* WHAT YOU NEED TO DO:
a - Using the field schools page, answer each question:
(i) Where were the sediment cores in the caption collected?
(ii) Who will analyze the sediment cores from the mangrove swamps?
(iii) When does the team plan to return?
b - Turn the paragraph of the field schools page that begins "Dr. Peter Lape, accompanied by" into a bulleted list that keeps its main facts.
c - Carry on writing the field schools page from the point where it stops.

* GIVEN TEXT:
** start **

Field Schools and Methods

Submitted by Catherine M. Zeigler on
Collecting sediment cores from the Airnanang mangrove swamp, Seram Island, Indonesia. (l-r) Lauryl Zenobi, Emily Peterson, Michael Lahallo, Joss Whittaker, Simon Latupapua

Peter Lape: Eastern Indonesia

Dr. Peter Lape, accompanied by archaeology graduate students Jenn Huff, Joss Whittaker, and Lauryl Zenobi, and recent PhD Emily Peterson, spent October and November 2015 on an archaeological field survey project on Seram Island and small offshore islets in eastern Indonesia. This collaboration between UW Anthropology and the Indonesian National Archaeology Research Center, is a multi-year project to investigate links between the emergence of agriculture, climate change, and coral reef productivity on both large and small tropical islands. Funded by National Geographic, Mellon Foundation, and the UW’s Quaternary Research Center, their 22-person US-Indonesian team discovered three new Neolithic era (3500 years old) sites, and a number of other sites dating to about 1200 years ago, and a new cliff side rock art site. They also collected sediment cores from two different mangrove swamps to be analyzed by Dr. Julian Sachs from UW Oceanography in order to help them reconstruct and understand the changing rainfall patterns over the past 3500 years. Dr. Lape and his team plan to return in spring 2017 to excavate at the cave sites and continue their survey work.

** end **

* DATA EXTRACT:
** start **

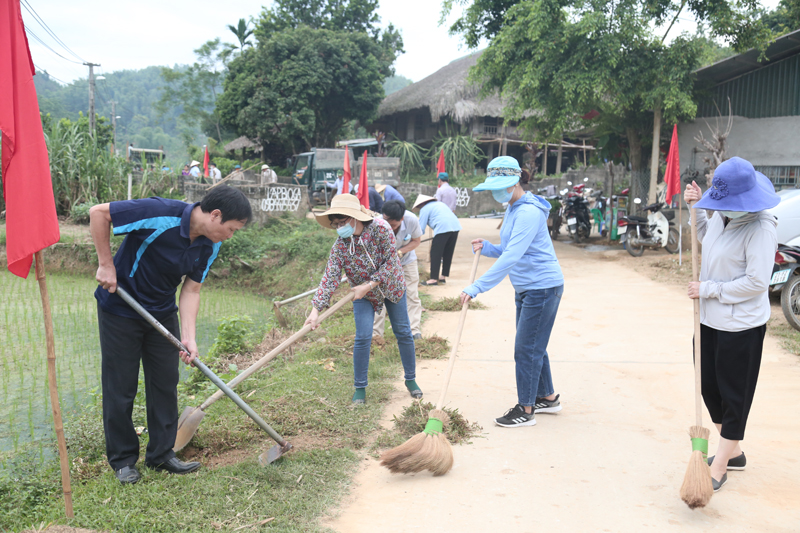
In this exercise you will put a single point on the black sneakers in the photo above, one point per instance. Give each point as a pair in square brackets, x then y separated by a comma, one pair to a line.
[547, 406]
[734, 463]
[516, 417]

** end **

* EXERCISE RESPONSES:
a -
(i) The Airnanang mangrove swamp on Seram Island, Indonesia.
(ii) Dr. Julian Sachs from UW Oceanography.
(iii) Spring 2017.

b -
- Team: Dr. Peter Lape, graduate students Jenn Huff, Joss Whittaker, and Lauryl Zenobi, and recent PhD Emily Peterson, part of a 22-person US-Indonesian team
- When and where: October and November 2015, Seram Island and small offshore islets in eastern Indonesia
- Partners: UW Anthropology and the Indonesian National Archaeology Research Center
- Aim: a multi-year study of links between the emergence of agriculture, climate change, and coral reef productivity on large and small tropical islands
- Funding: National Geographic, Mellon Foundation, and the UW's Quaternary Research Center
- Finds: three new Neolithic sites (3500 years old), several sites dating to about 1200 years ago, and a new cliff side rock art site
- Sediment cores: taken from two mangrove swamps for Dr. Julian Sachs of UW Oceanography to analyze, to reconstruct rainfall patterns over the past 3500 years
- Next steps: a return in spring 2017 to excavate the cave sites and continue the survey

c -
Photo caption: Collecting sediment cores from the Airnanang mangrove swamp, Seram Island, Indonesia. (l-r) Lauryl Zenobi, Emily Peterson, Michael Lahallo, Joss Whittaker, Simon Latupapua

 

Michael Pérez: Jordan

Professor Michael Pérez runs a popular two-month summer study abroad program in Amman, Jordan. This program provides students with an immersive experience in which they can reflect on key themes of contemporary modernity—neoliberalism, religion, politics—and examine their own ideas about the region in the process. The Middle East is a particularly important region today for North Americans. It is an area where the US military is deeply involved and one that regularly appears in the media and in popular culture. The constant exposure to the region in our political cultural landscape has not, however, translated into nuanced understandings of the peoples, places, and histories that make up the Middle East.

 

Photo of Amman, Jordan

The study abroad program involves a 12-credit seminar on the Anthropology of the Middle East; a course in colloquial Arabic; excursions to historic sites such as Petra and Wadi Rum; and visits to cultural centers and institutions focused on contemporary issues in the country, including the United Nations Relief and Works Agency refugee camps in Amman. Pérez conducted his field work at these camps, and uses his research in teaching students about the Palestinian population of Jordan who, although refugees, comprise about half of the Jordanian population. The program offers students a unique chance for students to learn from an expert in the region, through an immersive and academic experience.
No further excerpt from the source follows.